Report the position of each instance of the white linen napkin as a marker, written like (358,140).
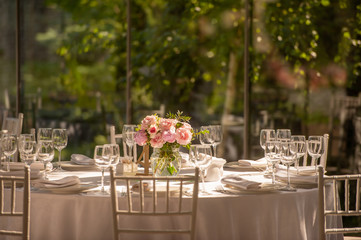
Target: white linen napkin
(16,166)
(81,159)
(239,182)
(296,179)
(34,173)
(260,163)
(302,170)
(59,183)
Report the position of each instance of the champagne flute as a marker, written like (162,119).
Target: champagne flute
(46,154)
(207,137)
(9,147)
(102,161)
(299,148)
(272,155)
(283,134)
(266,135)
(60,140)
(217,133)
(44,134)
(114,153)
(128,136)
(28,148)
(287,158)
(203,161)
(315,148)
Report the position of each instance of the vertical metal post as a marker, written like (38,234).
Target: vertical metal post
(129,66)
(17,59)
(246,135)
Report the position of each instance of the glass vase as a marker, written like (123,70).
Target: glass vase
(165,162)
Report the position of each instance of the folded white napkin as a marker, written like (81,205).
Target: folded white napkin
(15,166)
(302,170)
(63,182)
(239,182)
(34,173)
(260,163)
(81,159)
(296,179)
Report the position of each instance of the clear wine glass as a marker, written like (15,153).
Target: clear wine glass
(28,148)
(283,135)
(128,136)
(288,157)
(315,148)
(45,134)
(299,148)
(273,156)
(217,136)
(46,154)
(9,147)
(60,140)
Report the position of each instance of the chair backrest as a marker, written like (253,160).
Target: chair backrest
(323,158)
(114,137)
(13,125)
(350,208)
(10,207)
(160,201)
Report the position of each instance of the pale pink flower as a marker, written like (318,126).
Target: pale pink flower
(152,130)
(169,136)
(157,141)
(166,124)
(187,126)
(183,136)
(141,138)
(148,121)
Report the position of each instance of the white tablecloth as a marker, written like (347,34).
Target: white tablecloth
(279,215)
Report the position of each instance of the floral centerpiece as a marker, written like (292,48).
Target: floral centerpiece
(165,135)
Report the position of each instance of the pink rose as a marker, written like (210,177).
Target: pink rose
(148,121)
(183,136)
(157,141)
(141,138)
(152,130)
(187,126)
(166,124)
(169,136)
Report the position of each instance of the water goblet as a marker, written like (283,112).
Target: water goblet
(128,136)
(315,148)
(46,154)
(9,147)
(299,147)
(60,140)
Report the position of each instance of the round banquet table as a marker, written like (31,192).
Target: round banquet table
(276,215)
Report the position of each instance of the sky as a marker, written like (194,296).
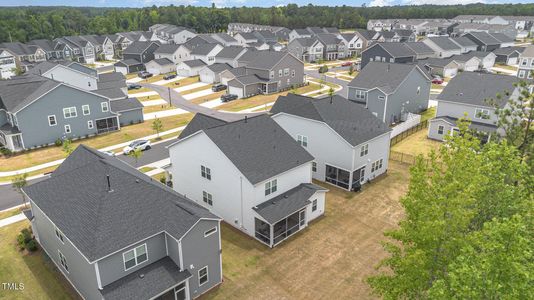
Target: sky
(230,3)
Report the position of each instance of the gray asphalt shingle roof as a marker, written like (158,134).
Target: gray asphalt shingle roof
(258,147)
(288,203)
(385,76)
(460,88)
(351,121)
(99,222)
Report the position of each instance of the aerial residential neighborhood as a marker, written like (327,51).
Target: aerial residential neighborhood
(276,151)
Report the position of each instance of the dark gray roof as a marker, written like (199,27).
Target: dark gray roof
(258,147)
(288,203)
(230,52)
(99,222)
(396,49)
(125,104)
(419,47)
(200,122)
(445,43)
(156,278)
(22,90)
(460,88)
(351,121)
(385,76)
(195,63)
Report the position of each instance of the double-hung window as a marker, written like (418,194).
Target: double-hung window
(302,140)
(69,112)
(270,187)
(364,150)
(134,257)
(205,172)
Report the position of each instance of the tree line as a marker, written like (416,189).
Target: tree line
(28,23)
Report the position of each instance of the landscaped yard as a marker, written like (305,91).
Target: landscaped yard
(36,271)
(328,260)
(127,133)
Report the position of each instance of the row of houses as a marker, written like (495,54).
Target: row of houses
(63,100)
(254,174)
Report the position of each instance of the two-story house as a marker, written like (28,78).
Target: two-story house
(308,49)
(250,172)
(350,144)
(526,63)
(268,72)
(388,52)
(115,233)
(391,91)
(467,95)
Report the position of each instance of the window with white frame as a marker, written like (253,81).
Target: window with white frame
(85,110)
(205,172)
(202,276)
(270,187)
(69,112)
(481,113)
(63,261)
(302,140)
(207,198)
(364,150)
(52,120)
(210,231)
(105,106)
(134,257)
(59,235)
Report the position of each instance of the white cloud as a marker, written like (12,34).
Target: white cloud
(442,2)
(381,3)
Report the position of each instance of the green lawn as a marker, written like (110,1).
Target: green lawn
(36,271)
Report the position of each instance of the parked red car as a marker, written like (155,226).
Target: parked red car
(437,80)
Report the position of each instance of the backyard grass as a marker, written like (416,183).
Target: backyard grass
(417,143)
(36,271)
(328,260)
(126,134)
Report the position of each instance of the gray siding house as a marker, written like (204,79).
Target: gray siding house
(350,145)
(459,99)
(391,91)
(123,235)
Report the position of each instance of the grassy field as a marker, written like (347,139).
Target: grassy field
(36,271)
(328,260)
(127,133)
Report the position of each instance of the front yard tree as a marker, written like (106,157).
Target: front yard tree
(18,183)
(157,126)
(451,204)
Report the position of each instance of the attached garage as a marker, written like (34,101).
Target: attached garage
(160,66)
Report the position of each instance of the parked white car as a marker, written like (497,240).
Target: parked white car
(139,144)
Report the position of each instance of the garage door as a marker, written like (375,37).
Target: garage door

+ + + + +

> **The task**
Repeat exactly, and only, the lines from the one containing "Report the position of each instance of the row" through the end of the material.

> **Response to this task**
Report the position of each instance of the row of houses as a marker, written like (495,54).
Target: row of houses
(63,100)
(254,174)
Report the position of each instance of the two-story house as a marker, written like (28,78).
Target: two-story house
(308,49)
(250,172)
(350,144)
(526,63)
(268,72)
(388,52)
(115,233)
(391,91)
(467,95)
Report the position of each instance of the window with white frame as a marker, written like (253,81).
Target: window with white frame
(85,110)
(205,172)
(202,276)
(270,187)
(69,112)
(481,113)
(63,261)
(302,140)
(207,198)
(364,150)
(52,120)
(210,231)
(105,106)
(134,257)
(59,235)
Report the position of each instance of the white cloud as a marker, written like (12,34).
Target: white cloud
(442,2)
(381,3)
Report the position of each instance of the green lawn as a marker, written like (110,1).
Target: green lawn
(36,271)
Report the position of each instance of the parked red car as a marker, written like (155,226).
Target: parked red car
(437,80)
Report the position of each instance of the backyard grass as a marker, written like (416,183).
Target: backyard grass
(417,143)
(36,271)
(328,260)
(126,134)
Report the position of each instance of the gray siding house as a marker, written like (204,79).
Target: gray siding house
(350,145)
(459,99)
(391,91)
(123,235)
Report the position of each instance of the grassy field as a marker, written like (347,139).
Target: grassy field
(36,271)
(328,260)
(127,133)
Report the position of each instance of the front yard tree as a marker, written like (106,157).
Target: front yard tree
(18,183)
(157,126)
(451,204)
Report the position of each instance of the attached garage as a marker, written like (34,101).
Target: attached garage
(160,66)
Report the position of each instance of the parked white car as a marker, written like (497,240).
Target: parked white car
(139,144)
Report the position of each instance of the garage door as a marker, written like (375,37).
Target: garage door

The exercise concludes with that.